=== What you have to do ===
Update the lines running from the one containing "Annotation task — mark the jacket" through the last of the lines by changing "jacket pocket" to "coat pocket" and leaving everything else intact. Return only those lines.

=== Entries shown ===

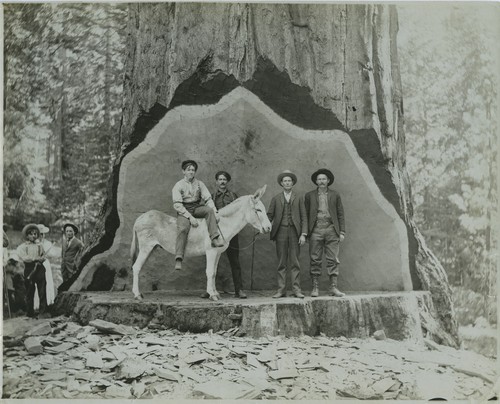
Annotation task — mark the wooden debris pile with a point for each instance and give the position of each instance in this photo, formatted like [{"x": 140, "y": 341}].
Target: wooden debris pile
[{"x": 61, "y": 359}]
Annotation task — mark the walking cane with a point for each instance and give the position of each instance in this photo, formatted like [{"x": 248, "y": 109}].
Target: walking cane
[
  {"x": 251, "y": 268},
  {"x": 6, "y": 293}
]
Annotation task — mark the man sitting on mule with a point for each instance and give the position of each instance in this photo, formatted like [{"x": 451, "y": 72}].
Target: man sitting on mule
[{"x": 192, "y": 200}]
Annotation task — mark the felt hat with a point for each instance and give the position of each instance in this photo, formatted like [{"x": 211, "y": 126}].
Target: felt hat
[
  {"x": 224, "y": 173},
  {"x": 325, "y": 171},
  {"x": 75, "y": 229},
  {"x": 30, "y": 227},
  {"x": 287, "y": 173},
  {"x": 43, "y": 229},
  {"x": 187, "y": 163}
]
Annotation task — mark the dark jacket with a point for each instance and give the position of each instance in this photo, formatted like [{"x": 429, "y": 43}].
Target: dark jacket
[
  {"x": 70, "y": 254},
  {"x": 334, "y": 207},
  {"x": 277, "y": 208}
]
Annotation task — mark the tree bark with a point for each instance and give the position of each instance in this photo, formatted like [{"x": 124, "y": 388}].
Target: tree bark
[{"x": 345, "y": 56}]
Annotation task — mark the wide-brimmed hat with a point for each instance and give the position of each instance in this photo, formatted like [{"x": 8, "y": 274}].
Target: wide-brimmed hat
[
  {"x": 224, "y": 173},
  {"x": 43, "y": 229},
  {"x": 325, "y": 171},
  {"x": 187, "y": 163},
  {"x": 13, "y": 257},
  {"x": 287, "y": 173},
  {"x": 75, "y": 229},
  {"x": 29, "y": 227}
]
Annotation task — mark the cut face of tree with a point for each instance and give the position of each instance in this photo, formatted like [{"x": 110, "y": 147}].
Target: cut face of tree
[
  {"x": 242, "y": 135},
  {"x": 323, "y": 67}
]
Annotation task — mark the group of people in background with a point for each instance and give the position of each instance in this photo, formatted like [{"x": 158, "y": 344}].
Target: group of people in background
[
  {"x": 317, "y": 217},
  {"x": 29, "y": 283}
]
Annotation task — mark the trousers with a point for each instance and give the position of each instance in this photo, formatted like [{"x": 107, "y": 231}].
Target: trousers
[
  {"x": 324, "y": 241},
  {"x": 288, "y": 249},
  {"x": 183, "y": 226},
  {"x": 35, "y": 277}
]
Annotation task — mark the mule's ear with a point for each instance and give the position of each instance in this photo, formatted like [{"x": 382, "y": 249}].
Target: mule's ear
[{"x": 258, "y": 194}]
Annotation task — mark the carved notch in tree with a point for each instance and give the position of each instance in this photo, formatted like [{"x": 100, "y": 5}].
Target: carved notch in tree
[{"x": 318, "y": 67}]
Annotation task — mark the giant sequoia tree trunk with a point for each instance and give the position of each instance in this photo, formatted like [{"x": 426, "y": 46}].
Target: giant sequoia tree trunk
[{"x": 342, "y": 58}]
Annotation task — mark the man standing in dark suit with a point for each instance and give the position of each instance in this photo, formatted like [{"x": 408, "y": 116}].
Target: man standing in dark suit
[
  {"x": 325, "y": 215},
  {"x": 223, "y": 197},
  {"x": 71, "y": 250},
  {"x": 289, "y": 230}
]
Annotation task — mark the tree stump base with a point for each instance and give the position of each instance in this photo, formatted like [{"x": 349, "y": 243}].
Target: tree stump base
[{"x": 353, "y": 316}]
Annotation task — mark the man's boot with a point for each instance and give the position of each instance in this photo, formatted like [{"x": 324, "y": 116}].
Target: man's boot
[
  {"x": 315, "y": 291},
  {"x": 333, "y": 287},
  {"x": 178, "y": 264},
  {"x": 217, "y": 242}
]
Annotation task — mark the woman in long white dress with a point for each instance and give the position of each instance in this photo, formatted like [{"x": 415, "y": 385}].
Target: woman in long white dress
[{"x": 47, "y": 246}]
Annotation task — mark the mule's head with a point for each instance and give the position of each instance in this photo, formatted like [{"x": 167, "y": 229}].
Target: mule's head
[{"x": 257, "y": 216}]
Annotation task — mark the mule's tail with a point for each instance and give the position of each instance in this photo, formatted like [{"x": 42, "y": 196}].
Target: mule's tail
[{"x": 133, "y": 247}]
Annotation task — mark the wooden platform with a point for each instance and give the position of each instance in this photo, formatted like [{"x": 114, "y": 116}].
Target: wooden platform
[{"x": 355, "y": 315}]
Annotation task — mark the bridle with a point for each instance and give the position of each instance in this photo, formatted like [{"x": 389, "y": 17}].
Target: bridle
[{"x": 254, "y": 235}]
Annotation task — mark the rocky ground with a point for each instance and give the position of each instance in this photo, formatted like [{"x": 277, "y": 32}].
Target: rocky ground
[{"x": 57, "y": 358}]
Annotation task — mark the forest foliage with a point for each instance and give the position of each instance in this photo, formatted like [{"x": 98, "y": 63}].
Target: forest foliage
[
  {"x": 63, "y": 95},
  {"x": 64, "y": 66}
]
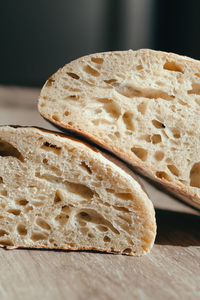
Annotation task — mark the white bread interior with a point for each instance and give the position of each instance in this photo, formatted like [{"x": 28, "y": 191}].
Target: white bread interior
[
  {"x": 143, "y": 105},
  {"x": 58, "y": 193}
]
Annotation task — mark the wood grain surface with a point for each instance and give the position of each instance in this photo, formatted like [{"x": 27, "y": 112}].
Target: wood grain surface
[{"x": 170, "y": 271}]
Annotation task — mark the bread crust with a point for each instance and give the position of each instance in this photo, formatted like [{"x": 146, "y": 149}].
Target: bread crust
[
  {"x": 146, "y": 205},
  {"x": 179, "y": 190}
]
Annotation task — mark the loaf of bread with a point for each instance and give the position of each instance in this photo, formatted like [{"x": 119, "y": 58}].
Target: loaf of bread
[
  {"x": 59, "y": 193},
  {"x": 144, "y": 106}
]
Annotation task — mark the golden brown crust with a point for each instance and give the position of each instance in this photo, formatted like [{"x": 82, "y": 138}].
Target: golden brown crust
[{"x": 180, "y": 192}]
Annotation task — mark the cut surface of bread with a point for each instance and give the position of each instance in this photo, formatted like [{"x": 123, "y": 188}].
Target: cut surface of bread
[
  {"x": 142, "y": 105},
  {"x": 59, "y": 193}
]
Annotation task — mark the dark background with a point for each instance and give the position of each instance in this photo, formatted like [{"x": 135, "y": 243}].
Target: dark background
[{"x": 37, "y": 37}]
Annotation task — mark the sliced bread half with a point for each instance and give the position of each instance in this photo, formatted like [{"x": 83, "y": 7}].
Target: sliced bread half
[
  {"x": 142, "y": 105},
  {"x": 59, "y": 193}
]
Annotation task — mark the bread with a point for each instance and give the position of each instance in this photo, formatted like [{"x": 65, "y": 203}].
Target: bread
[
  {"x": 59, "y": 193},
  {"x": 144, "y": 106}
]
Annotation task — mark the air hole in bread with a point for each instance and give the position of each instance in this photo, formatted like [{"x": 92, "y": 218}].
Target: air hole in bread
[
  {"x": 120, "y": 208},
  {"x": 37, "y": 203},
  {"x": 37, "y": 236},
  {"x": 89, "y": 70},
  {"x": 73, "y": 75},
  {"x": 173, "y": 169},
  {"x": 140, "y": 153},
  {"x": 14, "y": 211},
  {"x": 4, "y": 193},
  {"x": 51, "y": 147},
  {"x": 82, "y": 223},
  {"x": 142, "y": 107},
  {"x": 117, "y": 134},
  {"x": 125, "y": 218},
  {"x": 147, "y": 138},
  {"x": 102, "y": 228},
  {"x": 3, "y": 232},
  {"x": 182, "y": 102},
  {"x": 197, "y": 101},
  {"x": 28, "y": 209},
  {"x": 159, "y": 83},
  {"x": 156, "y": 138},
  {"x": 176, "y": 133},
  {"x": 127, "y": 251},
  {"x": 110, "y": 81},
  {"x": 8, "y": 243},
  {"x": 50, "y": 81},
  {"x": 72, "y": 97},
  {"x": 6, "y": 149},
  {"x": 90, "y": 235},
  {"x": 195, "y": 89},
  {"x": 56, "y": 118},
  {"x": 80, "y": 189},
  {"x": 124, "y": 226},
  {"x": 139, "y": 67},
  {"x": 163, "y": 175},
  {"x": 158, "y": 124},
  {"x": 85, "y": 167},
  {"x": 45, "y": 161},
  {"x": 159, "y": 155},
  {"x": 172, "y": 66},
  {"x": 92, "y": 216},
  {"x": 21, "y": 228},
  {"x": 97, "y": 60},
  {"x": 131, "y": 91},
  {"x": 43, "y": 224},
  {"x": 128, "y": 120},
  {"x": 66, "y": 209},
  {"x": 84, "y": 230},
  {"x": 195, "y": 175},
  {"x": 106, "y": 239},
  {"x": 112, "y": 108},
  {"x": 66, "y": 113}
]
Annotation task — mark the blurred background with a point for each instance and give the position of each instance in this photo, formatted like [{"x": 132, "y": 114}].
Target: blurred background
[{"x": 38, "y": 37}]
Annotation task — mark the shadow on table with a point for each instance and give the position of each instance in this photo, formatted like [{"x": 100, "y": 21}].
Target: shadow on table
[{"x": 177, "y": 229}]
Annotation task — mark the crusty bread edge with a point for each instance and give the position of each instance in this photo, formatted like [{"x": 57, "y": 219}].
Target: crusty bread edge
[
  {"x": 120, "y": 165},
  {"x": 180, "y": 192}
]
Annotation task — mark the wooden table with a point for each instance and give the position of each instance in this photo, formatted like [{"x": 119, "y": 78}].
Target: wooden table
[{"x": 170, "y": 271}]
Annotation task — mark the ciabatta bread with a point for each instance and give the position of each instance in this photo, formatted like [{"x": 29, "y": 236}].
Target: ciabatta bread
[
  {"x": 58, "y": 193},
  {"x": 142, "y": 105}
]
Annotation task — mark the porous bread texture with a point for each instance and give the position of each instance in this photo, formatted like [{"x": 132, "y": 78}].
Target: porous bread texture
[
  {"x": 58, "y": 193},
  {"x": 142, "y": 105}
]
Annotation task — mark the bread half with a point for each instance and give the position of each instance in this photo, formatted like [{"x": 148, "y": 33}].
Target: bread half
[
  {"x": 142, "y": 105},
  {"x": 58, "y": 193}
]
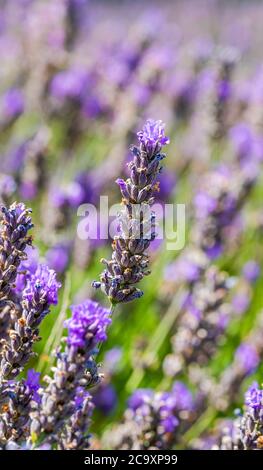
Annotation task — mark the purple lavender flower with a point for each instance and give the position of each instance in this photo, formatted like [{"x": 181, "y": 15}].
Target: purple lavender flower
[
  {"x": 88, "y": 316},
  {"x": 105, "y": 398},
  {"x": 251, "y": 423},
  {"x": 13, "y": 103},
  {"x": 32, "y": 382},
  {"x": 129, "y": 261},
  {"x": 58, "y": 257},
  {"x": 254, "y": 397},
  {"x": 69, "y": 84},
  {"x": 247, "y": 357},
  {"x": 14, "y": 239},
  {"x": 75, "y": 367},
  {"x": 26, "y": 268},
  {"x": 42, "y": 285},
  {"x": 40, "y": 292},
  {"x": 153, "y": 137}
]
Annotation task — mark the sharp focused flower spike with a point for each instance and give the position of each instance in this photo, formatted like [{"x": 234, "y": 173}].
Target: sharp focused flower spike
[{"x": 129, "y": 261}]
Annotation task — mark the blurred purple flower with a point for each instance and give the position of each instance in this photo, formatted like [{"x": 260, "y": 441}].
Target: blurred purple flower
[
  {"x": 13, "y": 103},
  {"x": 58, "y": 257},
  {"x": 88, "y": 317},
  {"x": 251, "y": 271},
  {"x": 32, "y": 382},
  {"x": 247, "y": 357}
]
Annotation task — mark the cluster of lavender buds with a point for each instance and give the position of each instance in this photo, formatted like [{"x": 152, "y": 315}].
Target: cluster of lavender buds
[
  {"x": 75, "y": 369},
  {"x": 61, "y": 411},
  {"x": 15, "y": 224},
  {"x": 14, "y": 239},
  {"x": 129, "y": 261},
  {"x": 37, "y": 297},
  {"x": 16, "y": 401},
  {"x": 153, "y": 419},
  {"x": 251, "y": 423}
]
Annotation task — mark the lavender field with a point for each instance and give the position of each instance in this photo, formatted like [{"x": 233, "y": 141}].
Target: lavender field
[{"x": 134, "y": 329}]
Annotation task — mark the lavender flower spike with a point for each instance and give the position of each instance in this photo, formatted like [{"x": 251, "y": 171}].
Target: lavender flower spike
[
  {"x": 16, "y": 399},
  {"x": 75, "y": 367},
  {"x": 40, "y": 292},
  {"x": 15, "y": 224},
  {"x": 251, "y": 424},
  {"x": 129, "y": 261}
]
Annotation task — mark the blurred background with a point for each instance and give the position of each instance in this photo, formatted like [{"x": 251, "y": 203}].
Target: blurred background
[{"x": 78, "y": 79}]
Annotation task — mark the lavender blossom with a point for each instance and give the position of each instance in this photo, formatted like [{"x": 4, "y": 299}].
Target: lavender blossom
[
  {"x": 75, "y": 367},
  {"x": 16, "y": 398},
  {"x": 39, "y": 294},
  {"x": 251, "y": 423},
  {"x": 14, "y": 239},
  {"x": 129, "y": 261}
]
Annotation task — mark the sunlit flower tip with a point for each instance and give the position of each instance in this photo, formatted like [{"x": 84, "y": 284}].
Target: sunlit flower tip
[
  {"x": 42, "y": 284},
  {"x": 32, "y": 382},
  {"x": 88, "y": 319},
  {"x": 153, "y": 134}
]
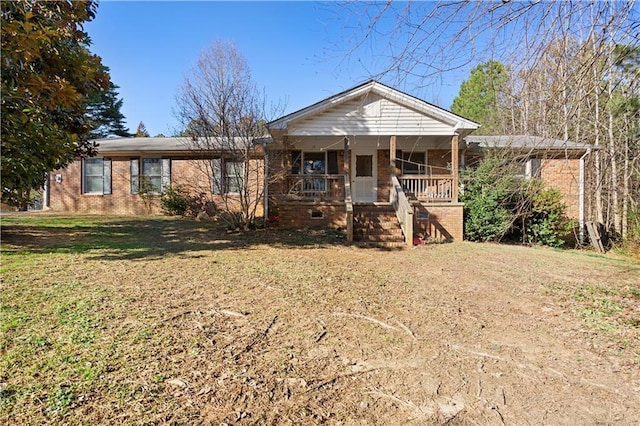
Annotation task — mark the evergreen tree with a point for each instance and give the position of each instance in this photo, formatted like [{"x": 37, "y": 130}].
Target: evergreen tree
[
  {"x": 104, "y": 114},
  {"x": 142, "y": 131},
  {"x": 478, "y": 99}
]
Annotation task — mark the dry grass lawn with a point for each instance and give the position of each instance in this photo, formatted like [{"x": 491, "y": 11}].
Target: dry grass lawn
[{"x": 171, "y": 321}]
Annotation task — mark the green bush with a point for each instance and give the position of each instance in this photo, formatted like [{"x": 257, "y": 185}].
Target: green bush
[
  {"x": 179, "y": 201},
  {"x": 175, "y": 200},
  {"x": 487, "y": 197},
  {"x": 546, "y": 223},
  {"x": 500, "y": 205}
]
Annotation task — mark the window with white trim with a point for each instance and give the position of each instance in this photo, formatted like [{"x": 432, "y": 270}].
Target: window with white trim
[
  {"x": 150, "y": 175},
  {"x": 411, "y": 163},
  {"x": 314, "y": 163},
  {"x": 529, "y": 168},
  {"x": 96, "y": 176}
]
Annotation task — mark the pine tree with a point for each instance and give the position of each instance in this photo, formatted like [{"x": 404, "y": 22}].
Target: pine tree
[
  {"x": 103, "y": 112},
  {"x": 478, "y": 99},
  {"x": 142, "y": 131}
]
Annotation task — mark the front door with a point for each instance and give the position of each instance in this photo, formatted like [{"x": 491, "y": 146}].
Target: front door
[{"x": 364, "y": 165}]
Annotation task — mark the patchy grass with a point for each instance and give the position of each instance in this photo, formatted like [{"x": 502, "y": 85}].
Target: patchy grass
[{"x": 164, "y": 320}]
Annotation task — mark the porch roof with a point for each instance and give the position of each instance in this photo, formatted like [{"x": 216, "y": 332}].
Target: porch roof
[
  {"x": 455, "y": 121},
  {"x": 524, "y": 142},
  {"x": 134, "y": 146}
]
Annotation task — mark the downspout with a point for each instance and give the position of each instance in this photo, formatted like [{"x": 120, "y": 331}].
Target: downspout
[
  {"x": 581, "y": 196},
  {"x": 266, "y": 183},
  {"x": 45, "y": 192}
]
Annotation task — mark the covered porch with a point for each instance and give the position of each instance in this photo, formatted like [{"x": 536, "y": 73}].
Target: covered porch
[
  {"x": 370, "y": 145},
  {"x": 416, "y": 176}
]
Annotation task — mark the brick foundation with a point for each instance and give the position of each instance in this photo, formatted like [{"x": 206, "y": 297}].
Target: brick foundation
[
  {"x": 299, "y": 214},
  {"x": 439, "y": 221}
]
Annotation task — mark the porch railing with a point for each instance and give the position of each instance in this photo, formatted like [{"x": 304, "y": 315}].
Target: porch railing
[
  {"x": 326, "y": 187},
  {"x": 428, "y": 188},
  {"x": 349, "y": 206},
  {"x": 403, "y": 209}
]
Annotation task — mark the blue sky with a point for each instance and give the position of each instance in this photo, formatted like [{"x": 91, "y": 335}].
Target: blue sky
[{"x": 297, "y": 52}]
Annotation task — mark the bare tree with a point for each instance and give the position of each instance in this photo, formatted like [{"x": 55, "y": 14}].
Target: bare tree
[
  {"x": 566, "y": 75},
  {"x": 223, "y": 114}
]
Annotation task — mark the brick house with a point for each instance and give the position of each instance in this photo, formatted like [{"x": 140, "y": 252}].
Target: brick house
[
  {"x": 376, "y": 162},
  {"x": 128, "y": 174}
]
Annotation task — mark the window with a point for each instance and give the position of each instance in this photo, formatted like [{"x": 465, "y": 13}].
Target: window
[
  {"x": 315, "y": 163},
  {"x": 228, "y": 176},
  {"x": 96, "y": 176},
  {"x": 411, "y": 163},
  {"x": 234, "y": 176},
  {"x": 364, "y": 165},
  {"x": 529, "y": 168},
  {"x": 155, "y": 176}
]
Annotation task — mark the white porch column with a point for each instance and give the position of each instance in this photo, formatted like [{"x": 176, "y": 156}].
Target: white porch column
[{"x": 455, "y": 155}]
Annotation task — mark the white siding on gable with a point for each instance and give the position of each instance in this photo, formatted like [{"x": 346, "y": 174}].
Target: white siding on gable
[{"x": 372, "y": 115}]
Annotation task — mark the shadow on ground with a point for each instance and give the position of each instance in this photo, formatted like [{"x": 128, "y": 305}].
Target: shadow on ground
[{"x": 118, "y": 239}]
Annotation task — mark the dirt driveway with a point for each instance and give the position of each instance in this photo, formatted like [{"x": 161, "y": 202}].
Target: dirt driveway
[{"x": 277, "y": 333}]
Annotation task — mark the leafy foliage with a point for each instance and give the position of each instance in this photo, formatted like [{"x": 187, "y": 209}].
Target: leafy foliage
[
  {"x": 487, "y": 216},
  {"x": 501, "y": 205},
  {"x": 48, "y": 74},
  {"x": 180, "y": 201},
  {"x": 546, "y": 223}
]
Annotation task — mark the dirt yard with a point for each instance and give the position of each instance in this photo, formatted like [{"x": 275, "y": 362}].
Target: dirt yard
[{"x": 170, "y": 321}]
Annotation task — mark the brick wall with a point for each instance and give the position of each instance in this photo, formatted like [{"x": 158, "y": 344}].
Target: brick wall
[
  {"x": 298, "y": 214},
  {"x": 563, "y": 174},
  {"x": 66, "y": 196},
  {"x": 439, "y": 222}
]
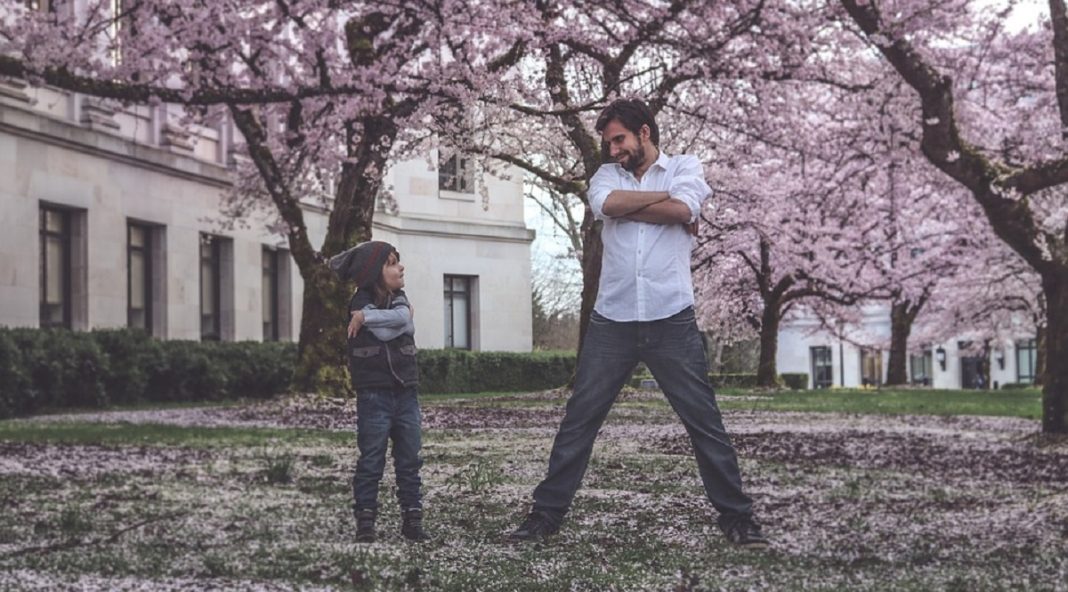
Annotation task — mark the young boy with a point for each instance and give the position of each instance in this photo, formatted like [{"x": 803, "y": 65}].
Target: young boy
[{"x": 381, "y": 361}]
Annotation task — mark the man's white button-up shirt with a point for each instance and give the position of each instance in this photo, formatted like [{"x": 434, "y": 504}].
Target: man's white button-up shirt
[{"x": 645, "y": 267}]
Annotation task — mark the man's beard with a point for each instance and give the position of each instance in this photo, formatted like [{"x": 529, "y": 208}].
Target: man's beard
[{"x": 634, "y": 160}]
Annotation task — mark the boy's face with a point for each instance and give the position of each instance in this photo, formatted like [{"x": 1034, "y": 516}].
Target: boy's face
[
  {"x": 624, "y": 146},
  {"x": 393, "y": 274}
]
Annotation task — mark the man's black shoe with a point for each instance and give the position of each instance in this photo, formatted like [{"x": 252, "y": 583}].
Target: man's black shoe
[
  {"x": 744, "y": 531},
  {"x": 537, "y": 527}
]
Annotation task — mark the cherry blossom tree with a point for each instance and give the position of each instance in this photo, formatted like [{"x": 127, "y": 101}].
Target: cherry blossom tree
[
  {"x": 587, "y": 53},
  {"x": 324, "y": 93},
  {"x": 994, "y": 115}
]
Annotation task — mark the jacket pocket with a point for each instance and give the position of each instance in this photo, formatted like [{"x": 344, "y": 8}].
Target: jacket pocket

=== Worked solution ===
Annotation task — mark the coat pocket with a point for each instance and give the position of each instance in this photo, formatted like [{"x": 344, "y": 8}].
Target: coat pocket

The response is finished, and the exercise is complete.